### Texte fourni
===============

COMPTE-RENDU – L’Orchestre National de France referme l’année en beauté avec un concert festif donné les 30 et 31 décembre aux soirs : digne du repas de réveillon, sens dessus dessous !

Les musiciens sont sur leur 31 dès ce 30 décembre 2023 pour ce double rendez-vous de fin d’année : plus qu’un avant-goût du repas de réveillon, c’est un copieux menu musical qui est offert au public. Et pour mieux mener au compte-à-rebours vers 2024 (et parce qu’on peut aussi se mettre « la tête à l’envers » rien qu’en s’enivrant de musique), c’est comme si le programme musical commençait par la fin du repas pour revenir au début !

===============

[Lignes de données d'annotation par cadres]

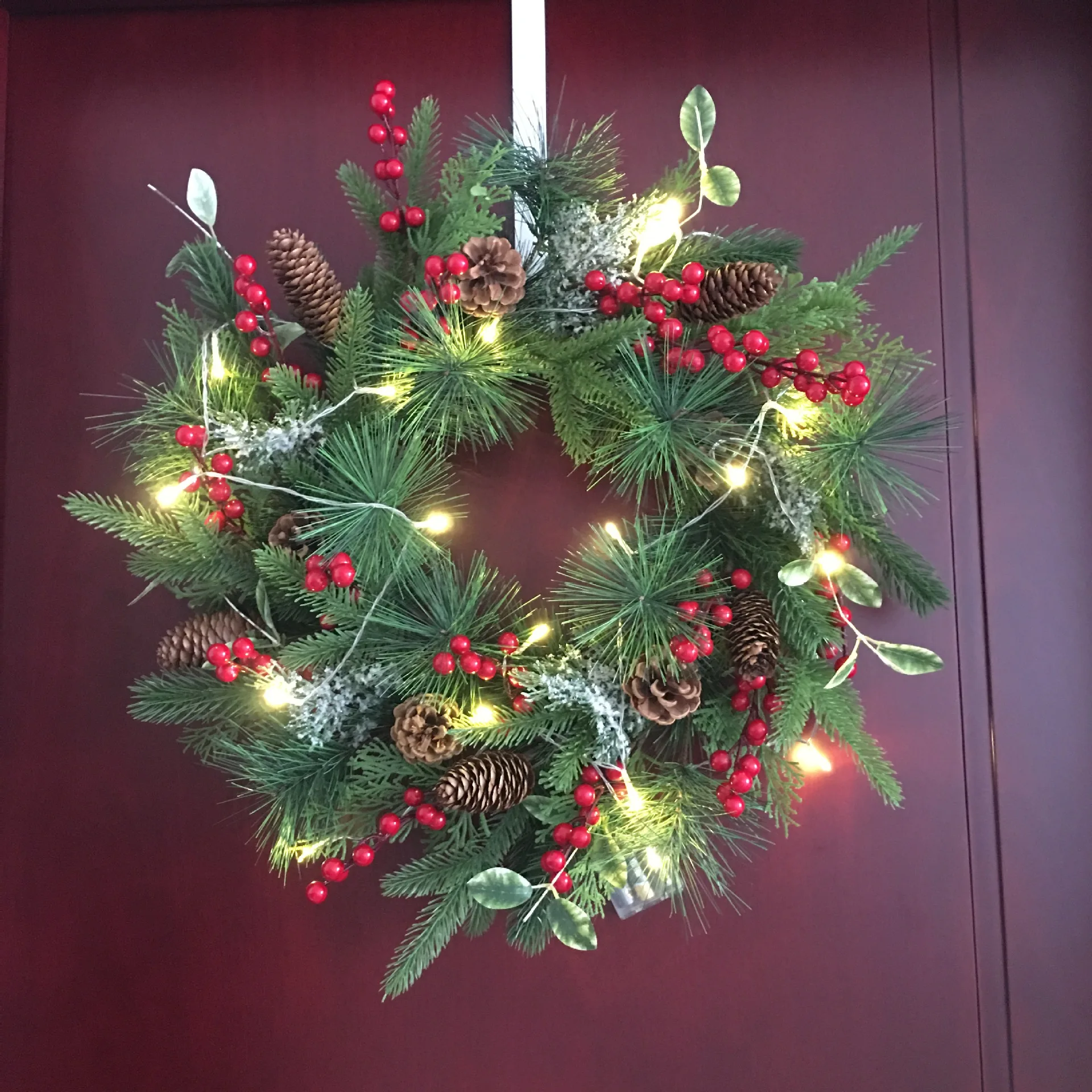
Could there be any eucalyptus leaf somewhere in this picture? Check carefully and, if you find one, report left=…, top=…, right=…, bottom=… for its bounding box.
left=273, top=319, right=307, bottom=348
left=869, top=641, right=945, bottom=675
left=824, top=646, right=857, bottom=690
left=701, top=167, right=739, bottom=205
left=777, top=557, right=814, bottom=588
left=679, top=84, right=717, bottom=151
left=185, top=167, right=216, bottom=227
left=466, top=868, right=534, bottom=909
left=838, top=565, right=883, bottom=607
left=546, top=899, right=598, bottom=952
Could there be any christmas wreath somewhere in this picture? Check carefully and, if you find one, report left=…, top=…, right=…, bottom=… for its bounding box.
left=67, top=81, right=947, bottom=995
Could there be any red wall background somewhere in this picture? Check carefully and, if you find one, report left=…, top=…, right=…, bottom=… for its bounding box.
left=0, top=0, right=1092, bottom=1092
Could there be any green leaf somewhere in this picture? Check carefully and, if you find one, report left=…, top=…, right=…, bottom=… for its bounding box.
left=838, top=565, right=883, bottom=607
left=777, top=557, right=814, bottom=588
left=185, top=167, right=216, bottom=227
left=824, top=641, right=861, bottom=690
left=869, top=641, right=945, bottom=675
left=546, top=899, right=598, bottom=952
left=679, top=84, right=717, bottom=152
left=466, top=868, right=534, bottom=909
left=701, top=167, right=739, bottom=205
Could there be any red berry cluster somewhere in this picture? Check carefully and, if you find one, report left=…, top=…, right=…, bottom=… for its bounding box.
left=205, top=636, right=273, bottom=682
left=233, top=254, right=276, bottom=356
left=306, top=787, right=448, bottom=904
left=432, top=634, right=500, bottom=682
left=368, top=80, right=425, bottom=231
left=709, top=747, right=766, bottom=816
left=304, top=553, right=356, bottom=592
left=175, top=425, right=246, bottom=534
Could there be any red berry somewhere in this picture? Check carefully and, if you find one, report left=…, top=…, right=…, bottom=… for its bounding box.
left=539, top=850, right=565, bottom=872
left=569, top=826, right=592, bottom=850
left=551, top=872, right=572, bottom=894
left=744, top=717, right=770, bottom=747
left=205, top=644, right=231, bottom=667
left=304, top=569, right=330, bottom=592
left=709, top=603, right=731, bottom=626
left=744, top=330, right=770, bottom=356
left=444, top=250, right=471, bottom=276
left=572, top=783, right=595, bottom=808
left=330, top=565, right=356, bottom=588
left=722, top=796, right=747, bottom=817
left=551, top=822, right=572, bottom=845
left=644, top=272, right=667, bottom=296
left=729, top=770, right=755, bottom=793
left=656, top=318, right=682, bottom=341
left=834, top=656, right=857, bottom=679
left=322, top=857, right=348, bottom=883
left=216, top=663, right=240, bottom=682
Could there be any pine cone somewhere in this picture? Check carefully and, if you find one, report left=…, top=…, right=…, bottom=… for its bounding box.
left=155, top=610, right=247, bottom=672
left=436, top=750, right=535, bottom=814
left=675, top=262, right=781, bottom=322
left=458, top=235, right=527, bottom=318
left=622, top=661, right=701, bottom=725
left=724, top=588, right=781, bottom=679
left=266, top=228, right=345, bottom=345
left=266, top=512, right=299, bottom=549
left=391, top=693, right=463, bottom=763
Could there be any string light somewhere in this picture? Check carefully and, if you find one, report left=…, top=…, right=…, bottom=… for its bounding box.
left=816, top=549, right=845, bottom=577
left=788, top=739, right=834, bottom=773
left=414, top=512, right=454, bottom=535
left=262, top=679, right=292, bottom=709
left=724, top=463, right=748, bottom=489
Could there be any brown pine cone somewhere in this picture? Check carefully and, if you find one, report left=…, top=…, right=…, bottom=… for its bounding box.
left=155, top=610, right=247, bottom=672
left=436, top=750, right=535, bottom=814
left=266, top=512, right=299, bottom=549
left=675, top=262, right=781, bottom=322
left=622, top=661, right=701, bottom=725
left=266, top=228, right=345, bottom=345
left=724, top=588, right=781, bottom=679
left=458, top=235, right=527, bottom=318
left=391, top=693, right=463, bottom=763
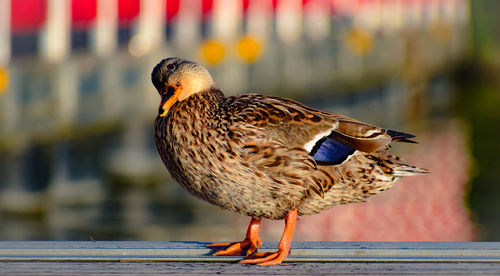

===============

### Actions à mener
**1)** Relevez tous les nombres écrits en chiffres dans le compte rendu du concert, chacun une seule fois.
**2)** Reprenez le compte rendu du concert de fin d'année de l'Orchestre National de France juste après sa dernière phrase et poursuivez-le.
Les enregistrements ne sont pas utiles ici.

### Résultats par tâche
**1)** 30, 31, 2023, 2024

**2)**
Et si tout se fêtait par la fin…

La vivacité rare, l’immense énergie dès le premier avant-geste par lesquelles le chef Stéphane Denève ouvre le concert, avec l’Ouverture du Candide de Bernstein, sont en effet dignes d’un coup de hache achevant de découper la bûche de Noël à mettre dans la cheminée… tandis que la suite de sa direction ressemble à une préparation de la version pâtissière (de la bûche). Après avoir fouetté et battu de sa baguette, ses grands revers de la main élancent les phrasés comme s’il étalait de la crème dans laquelle il plonge un doigt (l’index qui marque ici et là une note tintant comme une cerise sur ce dessert). La musique répond à toutes ces intentions pâtissières, se faisant onctueuse à souhait, légère avec ici et là une pointe d’amertume. Les musiciens offrent aussi de la matière sonore bien nourrissante, celle d’un plat de résistance avec des tutti roboratifs, servis sur des cuivres rutilants. Et comme dans un repas convivial, un mot d’esprit et même une bonne blague fusent ici et là dans cette musique si spirituelle qu’elle se permet le tagada-tsoin-tsoin.

Les Rois Mages sont déjà en route…

Mais alors que les violons inclinent leur archet tel un couteau à viande ou à huîtres pour un plus grand tranchant (de son) et pour revenir au salé, le chef repasse derechef… au dessert, et avec encore plus d’avance sur les fêtes car il sert la galette des rois ! Le deuxième morceau qu’il conduit est en effet L’Arlésienne de Bizet, qui reprend la (devenue aussi grâce à lui) fameuse « Marche des Rois mages » : « De-matin, ai rescountra lou trin De tres grand Rèi qu’anavon en vouiage », ce qui donne traduit du Provençal, « De bon matin j’ai rencontré le train De trois grands Rois qui allaient en voyage ».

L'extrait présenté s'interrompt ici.